> [What this task involves]
Copy the lines that follow, keeping every character the same.

>> begin Dataset records

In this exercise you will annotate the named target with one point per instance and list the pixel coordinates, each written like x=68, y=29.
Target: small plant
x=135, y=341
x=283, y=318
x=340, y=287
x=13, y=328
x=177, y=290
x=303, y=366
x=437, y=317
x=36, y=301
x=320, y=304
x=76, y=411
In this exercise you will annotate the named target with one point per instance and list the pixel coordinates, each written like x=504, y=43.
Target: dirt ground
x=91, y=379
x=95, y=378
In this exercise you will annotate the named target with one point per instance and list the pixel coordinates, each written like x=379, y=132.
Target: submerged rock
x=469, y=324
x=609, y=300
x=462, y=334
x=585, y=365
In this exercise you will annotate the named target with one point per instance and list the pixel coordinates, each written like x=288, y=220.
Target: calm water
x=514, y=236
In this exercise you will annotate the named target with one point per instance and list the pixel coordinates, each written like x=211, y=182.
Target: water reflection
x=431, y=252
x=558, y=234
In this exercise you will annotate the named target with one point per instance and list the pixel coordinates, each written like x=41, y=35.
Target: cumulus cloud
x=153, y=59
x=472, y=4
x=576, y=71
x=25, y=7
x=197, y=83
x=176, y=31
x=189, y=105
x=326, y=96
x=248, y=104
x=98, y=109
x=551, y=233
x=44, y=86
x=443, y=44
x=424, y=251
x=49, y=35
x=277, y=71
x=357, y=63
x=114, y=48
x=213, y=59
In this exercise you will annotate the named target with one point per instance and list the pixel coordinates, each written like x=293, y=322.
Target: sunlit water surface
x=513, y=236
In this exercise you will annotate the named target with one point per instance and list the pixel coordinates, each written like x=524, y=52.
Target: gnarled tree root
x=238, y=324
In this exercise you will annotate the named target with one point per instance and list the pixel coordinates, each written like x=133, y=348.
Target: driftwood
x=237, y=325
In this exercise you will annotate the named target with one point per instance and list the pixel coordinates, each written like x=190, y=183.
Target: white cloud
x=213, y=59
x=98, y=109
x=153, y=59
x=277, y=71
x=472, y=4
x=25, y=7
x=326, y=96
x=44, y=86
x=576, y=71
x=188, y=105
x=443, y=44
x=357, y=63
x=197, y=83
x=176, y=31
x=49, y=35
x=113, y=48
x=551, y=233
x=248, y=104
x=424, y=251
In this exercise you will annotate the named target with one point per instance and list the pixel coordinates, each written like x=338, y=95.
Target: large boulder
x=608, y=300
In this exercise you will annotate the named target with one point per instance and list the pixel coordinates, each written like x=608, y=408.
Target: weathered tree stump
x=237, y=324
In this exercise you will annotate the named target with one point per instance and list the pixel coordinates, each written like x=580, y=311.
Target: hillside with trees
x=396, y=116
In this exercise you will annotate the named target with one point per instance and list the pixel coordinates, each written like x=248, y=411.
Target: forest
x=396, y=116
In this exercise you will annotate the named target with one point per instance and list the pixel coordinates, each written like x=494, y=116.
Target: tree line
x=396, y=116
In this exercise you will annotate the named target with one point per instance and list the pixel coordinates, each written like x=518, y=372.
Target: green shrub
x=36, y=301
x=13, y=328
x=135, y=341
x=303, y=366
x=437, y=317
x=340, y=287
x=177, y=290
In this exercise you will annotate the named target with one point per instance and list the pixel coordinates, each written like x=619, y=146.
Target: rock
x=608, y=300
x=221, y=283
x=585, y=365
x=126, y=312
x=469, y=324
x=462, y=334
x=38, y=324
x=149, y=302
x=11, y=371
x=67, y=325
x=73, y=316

>> end Dataset records

> [Full answer]
In this exercise you will annotate the named target with one point per instance and list the pixel coordinates, each written like x=68, y=29.
Target: small plant
x=135, y=341
x=283, y=318
x=340, y=287
x=13, y=328
x=177, y=290
x=303, y=366
x=437, y=317
x=36, y=301
x=320, y=304
x=76, y=411
In this exercise you will annotate the named target with one point per instance and list the pixel coordinates, each written like x=504, y=43.
Target: dirt ground
x=91, y=379
x=95, y=378
In this exercise you will annotate the named target with one point per instance and list the pixel coordinates, each written like x=379, y=132.
Target: submerged rock
x=469, y=324
x=609, y=300
x=462, y=334
x=585, y=365
In this exercise you will annotate the named target with one point per instance and list the pixel coordinates, each written like x=288, y=220.
Target: calm water
x=514, y=236
In this exercise you will annotate the named target with one point per instance and list the pixel coordinates, each written like x=211, y=182.
Target: water reflection
x=431, y=252
x=558, y=234
In this exercise you will annotate the named target with one point per instance and list the pixel coordinates, each written like x=41, y=35.
Target: cumulus cloud
x=153, y=59
x=472, y=4
x=576, y=71
x=25, y=7
x=197, y=83
x=176, y=31
x=189, y=105
x=326, y=96
x=248, y=104
x=98, y=109
x=551, y=233
x=44, y=86
x=443, y=44
x=424, y=251
x=49, y=35
x=277, y=71
x=357, y=63
x=114, y=48
x=213, y=59
In this exercise you will annotate the named target with one point per instance and list the pixel coordinates, each written like x=293, y=322.
Target: sunlit water surface
x=513, y=236
In this exercise you will annotate the named target with one point per instance and list the pixel coordinates, each written like x=524, y=52.
Target: gnarled tree root
x=238, y=324
In this exercise you will annotate the named target with one point per instance and list the pixel coordinates, each written like x=133, y=348.
Target: driftwood
x=237, y=325
In this exercise you will annotate the named target with one point per instance and list the pixel coordinates, each written like x=190, y=183.
Target: white cloud
x=213, y=59
x=98, y=109
x=153, y=59
x=277, y=71
x=472, y=4
x=25, y=7
x=326, y=96
x=44, y=86
x=576, y=71
x=188, y=105
x=443, y=44
x=357, y=63
x=197, y=83
x=176, y=31
x=49, y=35
x=113, y=48
x=551, y=233
x=248, y=104
x=424, y=251
In this exercise you will annotate the named target with one point per instance and list the pixel coordinates, each written like x=338, y=95.
Target: large boulder
x=608, y=300
In this exercise you will annotate the named target with one point per instance and list the pixel coordinates, each written like x=608, y=408.
Target: weathered tree stump
x=237, y=324
In this exercise you will annotate the named target with one point per instance and list the pixel coordinates, each written like x=580, y=311.
Target: hillside with trees
x=396, y=116
In this exercise you will annotate the named target with one point per instance and list the pixel coordinates, each written like x=248, y=411.
Target: forest
x=396, y=116
In this exercise you will annotate the named target with one point per instance and list the pixel coordinates, each written like x=494, y=116.
Target: tree line
x=396, y=116
In this exercise you will annotate the named target with one point per instance and list the pixel coordinates, each written like x=518, y=372.
Target: green shrub
x=36, y=301
x=13, y=328
x=135, y=341
x=303, y=366
x=437, y=317
x=340, y=287
x=177, y=290
In this exercise you will annotate the named target with one point per instance and list the pixel coordinates, each written like x=619, y=146.
Target: rock
x=608, y=300
x=221, y=283
x=585, y=365
x=126, y=312
x=469, y=324
x=462, y=334
x=38, y=324
x=149, y=302
x=11, y=371
x=67, y=325
x=73, y=316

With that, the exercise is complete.